Aim of the task:
The entries must be restated exactly as written.
Start of Supplied data
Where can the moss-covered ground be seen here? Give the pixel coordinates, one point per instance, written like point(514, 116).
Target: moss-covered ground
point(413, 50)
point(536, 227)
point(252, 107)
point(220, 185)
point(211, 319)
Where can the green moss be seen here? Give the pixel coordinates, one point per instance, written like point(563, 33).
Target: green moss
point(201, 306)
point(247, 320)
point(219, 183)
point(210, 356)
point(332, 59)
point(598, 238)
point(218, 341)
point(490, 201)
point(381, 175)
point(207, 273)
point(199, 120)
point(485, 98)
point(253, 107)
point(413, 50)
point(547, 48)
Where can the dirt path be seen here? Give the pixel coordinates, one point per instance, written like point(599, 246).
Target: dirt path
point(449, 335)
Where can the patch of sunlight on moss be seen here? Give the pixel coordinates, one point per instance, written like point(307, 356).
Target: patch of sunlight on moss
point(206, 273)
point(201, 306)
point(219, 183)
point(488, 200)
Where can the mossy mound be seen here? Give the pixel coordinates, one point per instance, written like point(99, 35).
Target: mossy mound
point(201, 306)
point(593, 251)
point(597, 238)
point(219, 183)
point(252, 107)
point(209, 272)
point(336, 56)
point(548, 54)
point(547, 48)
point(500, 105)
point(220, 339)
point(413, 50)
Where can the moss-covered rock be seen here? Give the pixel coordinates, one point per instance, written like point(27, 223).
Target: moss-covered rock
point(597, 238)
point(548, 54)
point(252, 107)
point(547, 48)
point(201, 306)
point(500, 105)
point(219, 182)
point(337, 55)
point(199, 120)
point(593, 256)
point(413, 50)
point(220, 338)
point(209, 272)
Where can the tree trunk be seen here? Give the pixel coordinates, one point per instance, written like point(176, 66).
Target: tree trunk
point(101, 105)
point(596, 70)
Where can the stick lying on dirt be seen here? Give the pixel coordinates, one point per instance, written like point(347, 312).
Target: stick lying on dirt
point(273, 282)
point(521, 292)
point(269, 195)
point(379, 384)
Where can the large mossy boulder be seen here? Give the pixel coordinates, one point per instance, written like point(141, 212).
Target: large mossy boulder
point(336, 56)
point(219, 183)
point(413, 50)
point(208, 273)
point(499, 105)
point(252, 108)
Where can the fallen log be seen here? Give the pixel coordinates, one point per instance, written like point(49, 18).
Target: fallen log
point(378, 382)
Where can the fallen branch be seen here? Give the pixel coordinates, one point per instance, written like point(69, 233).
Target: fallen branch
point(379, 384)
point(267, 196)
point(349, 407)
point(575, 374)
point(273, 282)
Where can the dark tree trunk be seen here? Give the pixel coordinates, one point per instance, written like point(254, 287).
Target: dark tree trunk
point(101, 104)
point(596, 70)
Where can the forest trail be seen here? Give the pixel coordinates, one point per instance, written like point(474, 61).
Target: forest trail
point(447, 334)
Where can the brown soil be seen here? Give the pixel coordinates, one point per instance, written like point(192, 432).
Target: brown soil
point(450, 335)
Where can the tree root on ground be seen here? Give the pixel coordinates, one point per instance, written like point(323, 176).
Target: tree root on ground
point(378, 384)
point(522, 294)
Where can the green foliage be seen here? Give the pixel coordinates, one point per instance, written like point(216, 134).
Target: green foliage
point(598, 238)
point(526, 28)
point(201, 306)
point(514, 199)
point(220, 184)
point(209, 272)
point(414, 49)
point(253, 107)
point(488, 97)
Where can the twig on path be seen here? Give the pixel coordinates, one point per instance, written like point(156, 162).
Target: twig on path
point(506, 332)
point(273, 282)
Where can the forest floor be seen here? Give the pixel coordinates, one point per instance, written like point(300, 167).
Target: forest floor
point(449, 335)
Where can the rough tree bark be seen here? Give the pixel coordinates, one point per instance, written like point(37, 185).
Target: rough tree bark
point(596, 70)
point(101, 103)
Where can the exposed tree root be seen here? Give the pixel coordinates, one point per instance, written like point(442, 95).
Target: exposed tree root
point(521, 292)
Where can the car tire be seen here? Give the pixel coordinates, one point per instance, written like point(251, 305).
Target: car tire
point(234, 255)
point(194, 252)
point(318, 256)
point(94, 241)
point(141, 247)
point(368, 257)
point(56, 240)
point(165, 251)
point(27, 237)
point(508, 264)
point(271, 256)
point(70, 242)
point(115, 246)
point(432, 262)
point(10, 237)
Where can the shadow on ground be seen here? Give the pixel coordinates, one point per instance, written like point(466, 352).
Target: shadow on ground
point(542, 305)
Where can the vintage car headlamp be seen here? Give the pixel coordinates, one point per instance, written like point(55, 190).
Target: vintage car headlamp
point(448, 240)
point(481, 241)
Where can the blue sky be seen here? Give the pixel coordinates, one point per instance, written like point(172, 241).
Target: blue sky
End of Supplied data
The answer:
Where can the moss-covered ground be seen here? Give the pixel coordinates, one point per instance, written like point(514, 116).
Target: moss-covered ground
point(413, 50)
point(536, 227)
point(252, 107)
point(220, 185)
point(211, 319)
Where can the green moss be seen here? Give the pixel coordinates, one point per instance, written like point(563, 33).
Target: green moss
point(201, 306)
point(247, 320)
point(219, 183)
point(210, 356)
point(332, 59)
point(598, 238)
point(218, 341)
point(490, 201)
point(381, 175)
point(207, 273)
point(199, 120)
point(485, 98)
point(253, 107)
point(413, 50)
point(547, 48)
Where can the dirt path be seen here? Give the pixel coordinates, one point per instance, written like point(599, 246).
Target: dirt path
point(449, 335)
Where can the patch of sunlight on moss be seen here? Give the pixel coordinates, one point per instance, written like point(307, 356).
Target: patch of sunlight on moss
point(206, 273)
point(201, 306)
point(219, 183)
point(488, 200)
Where can the mossy mound be seen here? Give the pixel coordinates, one point per instance, written like point(99, 35).
Target: mossy mound
point(201, 306)
point(593, 251)
point(597, 238)
point(219, 183)
point(252, 107)
point(209, 272)
point(336, 56)
point(548, 54)
point(547, 48)
point(500, 105)
point(220, 339)
point(413, 50)
Where can the moss-covered rock be seen here? Give the pixel coordinates, one point per instance, written like point(27, 223).
Target: moss-covered rock
point(597, 238)
point(548, 54)
point(252, 107)
point(547, 48)
point(201, 306)
point(500, 105)
point(219, 182)
point(337, 55)
point(199, 120)
point(593, 256)
point(413, 50)
point(220, 338)
point(209, 272)
Where can the tree trunk be seen here? Give the pixel coordinates, one point per instance, written like point(176, 66).
Target: tree trunk
point(101, 105)
point(596, 70)
Where can the stick lying on dirt be seen here? Give the pixel coordinates, one point per instance, written like point(347, 312).
Target: stick lying on dirt
point(273, 282)
point(521, 292)
point(269, 195)
point(379, 384)
Where can the large mossy boulder be seen here? Give the pixel coordinates, one point per instance, written like point(141, 212).
Target: large mossy boulder
point(336, 56)
point(219, 183)
point(413, 50)
point(208, 273)
point(499, 105)
point(252, 108)
Where can the fallen log be seen here? Give the pixel coordinates, one point per instance, written like point(49, 18).
Target: fallen log
point(378, 382)
Where can the fallen branch be seen here? Give the pixel coordinates, one point per instance, written like point(69, 233).
Target: fallen branch
point(379, 384)
point(267, 196)
point(349, 407)
point(575, 374)
point(273, 282)
Where can the dark tree trunk be seen here? Give the pixel coordinates, one point per instance, written like point(254, 287).
Target: dark tree trunk
point(101, 104)
point(596, 70)
Where can the forest trail be seen here? Give the pixel coordinates, one point per instance, written like point(474, 61).
Target: forest trail
point(447, 334)
Where can the brown soil be seen here? Give the pixel coordinates, one point per instance, written like point(192, 432).
Target: brown soil
point(450, 335)
Where can the tree root on ground be seen here? Give the pixel coordinates, one point per instance, written like point(323, 176).
Target: tree root on ground
point(378, 384)
point(522, 294)
Where can the green foliage be seen here? Give the pixel coordinates, one point per instance, written like point(216, 134).
Target: green foliage
point(598, 238)
point(526, 28)
point(201, 306)
point(514, 199)
point(220, 184)
point(209, 272)
point(414, 49)
point(253, 107)
point(488, 97)
Where can the twig on path be seen here? Give the pixel coordinates, one point per instance, written like point(156, 162).
Target: twig on path
point(506, 332)
point(273, 282)
Where can the forest floor be seen here? Give the pixel coordinates, one point per instance, written like point(300, 167).
Target: forest floor
point(449, 335)
Where can the rough tree bark be seen here? Give the pixel coordinates, one point per instance, written like point(37, 185).
Target: rough tree bark
point(596, 70)
point(101, 103)
Where can the exposed tree root be seen here? Give the pixel coordinates, one point per instance, written like point(442, 95).
Target: exposed tree root
point(521, 292)
Where can the car tire be seen here? Give the pixel coordinates, one point per instance, written like point(251, 305).
Target: car tire
point(234, 255)
point(194, 252)
point(318, 256)
point(94, 241)
point(141, 247)
point(368, 257)
point(56, 240)
point(165, 251)
point(27, 237)
point(508, 264)
point(271, 256)
point(70, 242)
point(115, 246)
point(432, 262)
point(10, 237)
Where can the shadow on ground be seen here? Give the pixel coordinates, one point per instance, written like point(466, 352).
Target: shadow on ground
point(542, 305)
Where can the vintage car headlamp be seen here? Give the pixel coordinates, one point per instance, written like point(55, 190).
Target: vintage car headlamp
point(448, 240)
point(481, 241)
Where can the blue sky be seen here? Give the pixel coordinates, one point per instance, written like point(172, 241).
Target: blue sky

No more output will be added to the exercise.